▶ Provided information:
┄┄┄┄┄┄
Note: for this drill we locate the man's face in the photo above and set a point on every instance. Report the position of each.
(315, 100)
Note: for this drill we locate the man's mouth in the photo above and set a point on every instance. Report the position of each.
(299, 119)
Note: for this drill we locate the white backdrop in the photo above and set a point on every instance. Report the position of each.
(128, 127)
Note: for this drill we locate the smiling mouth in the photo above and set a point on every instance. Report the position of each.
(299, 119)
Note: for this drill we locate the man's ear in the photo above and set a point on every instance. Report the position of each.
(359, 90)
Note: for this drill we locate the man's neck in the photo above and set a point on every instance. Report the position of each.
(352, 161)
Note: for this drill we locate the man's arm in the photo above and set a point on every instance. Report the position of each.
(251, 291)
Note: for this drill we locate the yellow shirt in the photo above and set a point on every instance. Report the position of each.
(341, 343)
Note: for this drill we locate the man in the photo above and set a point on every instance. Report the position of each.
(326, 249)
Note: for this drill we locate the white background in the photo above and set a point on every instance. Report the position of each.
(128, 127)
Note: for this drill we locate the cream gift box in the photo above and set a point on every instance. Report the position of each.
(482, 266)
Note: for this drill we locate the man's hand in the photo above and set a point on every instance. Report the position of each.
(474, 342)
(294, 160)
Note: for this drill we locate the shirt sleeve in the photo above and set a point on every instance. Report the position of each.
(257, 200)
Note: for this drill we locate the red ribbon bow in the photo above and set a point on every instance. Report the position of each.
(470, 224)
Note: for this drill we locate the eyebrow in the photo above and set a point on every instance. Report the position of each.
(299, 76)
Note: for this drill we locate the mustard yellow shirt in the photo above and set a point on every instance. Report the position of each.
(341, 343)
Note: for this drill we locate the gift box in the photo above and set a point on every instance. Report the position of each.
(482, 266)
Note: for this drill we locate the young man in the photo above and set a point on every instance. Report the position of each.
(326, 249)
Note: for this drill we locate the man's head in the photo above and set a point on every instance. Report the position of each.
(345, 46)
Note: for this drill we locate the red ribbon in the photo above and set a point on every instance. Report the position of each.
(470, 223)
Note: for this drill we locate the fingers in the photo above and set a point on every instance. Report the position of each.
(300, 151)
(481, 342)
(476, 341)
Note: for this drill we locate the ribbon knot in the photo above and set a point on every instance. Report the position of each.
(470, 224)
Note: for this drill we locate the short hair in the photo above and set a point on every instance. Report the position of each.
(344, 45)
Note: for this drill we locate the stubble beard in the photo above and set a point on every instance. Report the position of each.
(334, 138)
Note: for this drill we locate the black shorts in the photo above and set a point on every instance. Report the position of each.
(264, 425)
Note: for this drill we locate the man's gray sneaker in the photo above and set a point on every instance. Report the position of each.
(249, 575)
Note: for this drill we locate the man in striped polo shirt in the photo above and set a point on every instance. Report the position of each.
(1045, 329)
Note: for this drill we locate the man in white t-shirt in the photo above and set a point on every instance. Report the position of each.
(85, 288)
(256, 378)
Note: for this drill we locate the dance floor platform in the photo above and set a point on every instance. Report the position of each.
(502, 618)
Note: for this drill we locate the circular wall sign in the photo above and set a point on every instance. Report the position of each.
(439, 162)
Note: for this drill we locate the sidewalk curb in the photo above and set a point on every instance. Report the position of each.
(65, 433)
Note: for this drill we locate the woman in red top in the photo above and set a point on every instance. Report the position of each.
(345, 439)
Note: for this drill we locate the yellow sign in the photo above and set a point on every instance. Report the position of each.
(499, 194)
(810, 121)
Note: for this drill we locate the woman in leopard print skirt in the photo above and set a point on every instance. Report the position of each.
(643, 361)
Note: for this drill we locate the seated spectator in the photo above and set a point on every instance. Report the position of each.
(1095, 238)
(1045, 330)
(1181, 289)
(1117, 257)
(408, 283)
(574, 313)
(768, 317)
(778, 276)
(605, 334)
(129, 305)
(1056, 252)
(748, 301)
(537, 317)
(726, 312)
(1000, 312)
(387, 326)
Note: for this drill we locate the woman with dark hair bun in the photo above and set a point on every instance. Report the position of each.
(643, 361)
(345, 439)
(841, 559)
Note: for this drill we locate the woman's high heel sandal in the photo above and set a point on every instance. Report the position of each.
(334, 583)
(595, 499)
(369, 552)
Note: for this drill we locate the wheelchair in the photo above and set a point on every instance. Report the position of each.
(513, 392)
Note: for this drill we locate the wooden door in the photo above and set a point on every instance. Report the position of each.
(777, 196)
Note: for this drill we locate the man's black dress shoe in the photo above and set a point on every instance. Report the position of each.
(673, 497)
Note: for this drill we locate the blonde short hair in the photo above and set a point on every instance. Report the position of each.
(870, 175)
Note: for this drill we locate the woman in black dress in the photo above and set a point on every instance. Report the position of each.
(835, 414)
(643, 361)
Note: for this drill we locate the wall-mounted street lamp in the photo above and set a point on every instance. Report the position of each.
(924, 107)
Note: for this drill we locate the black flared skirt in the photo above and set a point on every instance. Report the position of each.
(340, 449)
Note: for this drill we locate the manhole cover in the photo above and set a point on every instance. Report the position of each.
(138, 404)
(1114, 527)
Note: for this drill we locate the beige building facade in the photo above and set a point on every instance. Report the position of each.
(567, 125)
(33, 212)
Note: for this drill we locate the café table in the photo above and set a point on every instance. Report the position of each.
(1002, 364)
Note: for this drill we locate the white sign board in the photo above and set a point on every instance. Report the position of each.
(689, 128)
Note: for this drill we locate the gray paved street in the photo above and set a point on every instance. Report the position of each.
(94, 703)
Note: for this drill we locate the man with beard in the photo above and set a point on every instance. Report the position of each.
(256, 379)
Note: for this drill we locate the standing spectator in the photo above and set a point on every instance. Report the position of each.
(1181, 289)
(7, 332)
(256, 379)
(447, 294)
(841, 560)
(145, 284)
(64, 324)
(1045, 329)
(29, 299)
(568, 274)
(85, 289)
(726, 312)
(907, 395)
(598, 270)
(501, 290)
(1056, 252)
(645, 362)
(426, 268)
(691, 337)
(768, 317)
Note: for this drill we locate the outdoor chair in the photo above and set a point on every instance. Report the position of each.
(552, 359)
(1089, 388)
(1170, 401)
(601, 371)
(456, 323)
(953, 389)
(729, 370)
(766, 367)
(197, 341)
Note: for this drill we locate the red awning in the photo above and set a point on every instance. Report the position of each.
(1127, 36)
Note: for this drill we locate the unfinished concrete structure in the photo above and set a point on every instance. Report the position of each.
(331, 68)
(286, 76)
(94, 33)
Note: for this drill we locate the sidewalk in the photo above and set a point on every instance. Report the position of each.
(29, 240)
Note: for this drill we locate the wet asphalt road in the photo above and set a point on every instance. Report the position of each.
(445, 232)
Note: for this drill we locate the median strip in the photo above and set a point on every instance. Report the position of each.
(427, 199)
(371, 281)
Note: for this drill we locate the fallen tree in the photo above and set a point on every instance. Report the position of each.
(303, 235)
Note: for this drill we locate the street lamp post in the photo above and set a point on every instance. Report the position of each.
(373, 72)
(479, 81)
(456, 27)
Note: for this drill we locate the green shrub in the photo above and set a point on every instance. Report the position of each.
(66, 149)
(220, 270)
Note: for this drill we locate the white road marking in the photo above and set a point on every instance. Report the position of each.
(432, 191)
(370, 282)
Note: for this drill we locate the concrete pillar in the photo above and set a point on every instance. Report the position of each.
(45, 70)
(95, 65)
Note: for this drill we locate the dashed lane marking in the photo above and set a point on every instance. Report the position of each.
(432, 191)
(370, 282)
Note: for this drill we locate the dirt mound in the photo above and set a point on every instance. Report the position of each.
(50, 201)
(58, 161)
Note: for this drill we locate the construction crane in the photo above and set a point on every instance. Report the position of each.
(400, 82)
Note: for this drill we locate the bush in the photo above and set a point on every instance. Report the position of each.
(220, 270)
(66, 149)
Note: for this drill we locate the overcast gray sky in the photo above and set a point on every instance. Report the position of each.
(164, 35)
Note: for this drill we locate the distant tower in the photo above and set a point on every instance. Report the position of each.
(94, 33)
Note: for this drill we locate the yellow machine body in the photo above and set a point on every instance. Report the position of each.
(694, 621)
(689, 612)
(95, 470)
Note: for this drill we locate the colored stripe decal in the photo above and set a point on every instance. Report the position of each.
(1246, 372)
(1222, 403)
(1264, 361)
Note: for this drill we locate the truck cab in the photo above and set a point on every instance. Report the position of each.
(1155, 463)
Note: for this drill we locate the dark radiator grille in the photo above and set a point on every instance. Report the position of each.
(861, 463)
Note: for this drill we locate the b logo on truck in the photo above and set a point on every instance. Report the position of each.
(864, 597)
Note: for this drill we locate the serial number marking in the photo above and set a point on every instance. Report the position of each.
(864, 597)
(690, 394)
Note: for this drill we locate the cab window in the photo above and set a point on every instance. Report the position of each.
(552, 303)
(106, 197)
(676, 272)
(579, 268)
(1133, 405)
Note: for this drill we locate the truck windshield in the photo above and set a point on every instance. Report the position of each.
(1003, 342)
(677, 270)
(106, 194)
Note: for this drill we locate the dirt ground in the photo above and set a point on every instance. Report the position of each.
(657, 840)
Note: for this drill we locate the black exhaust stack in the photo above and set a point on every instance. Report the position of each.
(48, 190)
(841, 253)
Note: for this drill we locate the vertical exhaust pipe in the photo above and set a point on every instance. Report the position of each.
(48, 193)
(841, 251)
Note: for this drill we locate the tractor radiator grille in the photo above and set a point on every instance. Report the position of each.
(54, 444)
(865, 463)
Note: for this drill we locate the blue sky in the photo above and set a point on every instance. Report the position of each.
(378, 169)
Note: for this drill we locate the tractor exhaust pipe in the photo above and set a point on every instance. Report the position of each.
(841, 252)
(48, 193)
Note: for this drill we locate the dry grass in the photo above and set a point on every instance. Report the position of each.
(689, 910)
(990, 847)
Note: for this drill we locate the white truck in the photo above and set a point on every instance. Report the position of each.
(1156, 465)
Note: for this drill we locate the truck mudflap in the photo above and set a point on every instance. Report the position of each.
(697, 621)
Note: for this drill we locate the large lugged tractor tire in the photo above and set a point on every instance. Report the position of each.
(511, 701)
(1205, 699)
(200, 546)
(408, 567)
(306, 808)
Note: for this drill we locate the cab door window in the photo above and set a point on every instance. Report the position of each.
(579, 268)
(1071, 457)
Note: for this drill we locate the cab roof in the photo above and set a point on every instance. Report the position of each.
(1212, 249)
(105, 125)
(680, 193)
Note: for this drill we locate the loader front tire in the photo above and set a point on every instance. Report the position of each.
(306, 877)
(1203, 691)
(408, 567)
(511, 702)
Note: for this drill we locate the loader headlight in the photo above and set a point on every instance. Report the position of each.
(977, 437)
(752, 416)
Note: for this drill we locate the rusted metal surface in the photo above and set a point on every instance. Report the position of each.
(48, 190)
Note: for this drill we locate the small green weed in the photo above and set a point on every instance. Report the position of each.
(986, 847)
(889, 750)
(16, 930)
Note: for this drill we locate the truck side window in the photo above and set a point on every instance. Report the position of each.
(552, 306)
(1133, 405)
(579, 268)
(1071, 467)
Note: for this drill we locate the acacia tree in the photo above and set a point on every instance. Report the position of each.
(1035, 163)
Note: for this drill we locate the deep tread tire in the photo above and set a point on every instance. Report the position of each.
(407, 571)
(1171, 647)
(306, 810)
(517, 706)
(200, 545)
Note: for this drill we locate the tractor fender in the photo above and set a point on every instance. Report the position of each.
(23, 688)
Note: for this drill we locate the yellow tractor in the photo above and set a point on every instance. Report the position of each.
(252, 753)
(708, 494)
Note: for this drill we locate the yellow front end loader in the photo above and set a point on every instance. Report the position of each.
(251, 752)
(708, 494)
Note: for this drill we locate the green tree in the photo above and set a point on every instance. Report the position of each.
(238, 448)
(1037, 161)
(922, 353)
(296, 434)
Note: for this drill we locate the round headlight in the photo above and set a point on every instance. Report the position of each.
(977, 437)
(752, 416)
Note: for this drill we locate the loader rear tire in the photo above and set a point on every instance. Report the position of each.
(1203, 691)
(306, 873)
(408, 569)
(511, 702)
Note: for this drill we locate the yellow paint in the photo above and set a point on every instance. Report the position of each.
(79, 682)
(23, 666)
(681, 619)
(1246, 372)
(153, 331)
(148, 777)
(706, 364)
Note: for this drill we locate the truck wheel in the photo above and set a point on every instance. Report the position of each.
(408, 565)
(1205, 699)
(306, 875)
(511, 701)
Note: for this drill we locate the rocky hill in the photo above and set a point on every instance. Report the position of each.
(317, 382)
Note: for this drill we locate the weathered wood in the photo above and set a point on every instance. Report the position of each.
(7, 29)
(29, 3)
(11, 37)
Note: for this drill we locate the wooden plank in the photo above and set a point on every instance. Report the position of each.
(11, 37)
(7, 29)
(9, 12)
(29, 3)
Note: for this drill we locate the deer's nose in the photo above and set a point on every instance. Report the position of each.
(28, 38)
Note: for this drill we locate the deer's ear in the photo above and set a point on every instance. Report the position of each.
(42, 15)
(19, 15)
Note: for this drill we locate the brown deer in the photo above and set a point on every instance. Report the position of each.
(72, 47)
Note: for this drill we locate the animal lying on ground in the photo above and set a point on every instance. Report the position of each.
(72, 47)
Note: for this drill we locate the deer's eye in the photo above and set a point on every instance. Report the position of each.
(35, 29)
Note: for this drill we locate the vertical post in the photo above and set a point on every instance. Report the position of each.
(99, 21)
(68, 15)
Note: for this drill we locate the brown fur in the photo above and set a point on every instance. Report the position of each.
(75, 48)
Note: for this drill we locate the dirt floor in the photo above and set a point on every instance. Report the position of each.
┄┄┄┄┄┄
▶ Assignment: Return, without any change, the lines from the one holding "Note: for this drill we locate the wooden plank" through the end of the listing, and only those.

▶ Solution for this task:
Note: for this drill we locate the wooden plank in the photo above and set a point on every instance. Report the position of each.
(11, 37)
(7, 29)
(9, 12)
(29, 3)
Note: for this drill we locate the deer's nose in the photo above and set a point on every instance. Report the position of each.
(28, 38)
Note: for this drill we locate the deer's ear in the photo above and set a point on every instance. Report the position of each.
(42, 15)
(19, 15)
Note: for this drill we locate the brown deer in the photo above and set a point on every instance. Report the position of each.
(72, 47)
Note: for this drill we locate the animal lying on ground in the photo above and set a point on every instance. Report the position of each.
(72, 47)
Note: for this drill we locate the deer's eye in the photo above and set a point on every instance. Report the position of each.
(35, 29)
Note: for this drill we locate the vertical post in the photo above and set a point on every instance. Report the position of each.
(99, 21)
(68, 15)
Note: for this drill we locate the brown fur in the photo above and set a point on every instance. Report the position of each.
(75, 48)
Note: for this drill we locate the dirt floor in the photo above and set a point on every instance. Report the position of each.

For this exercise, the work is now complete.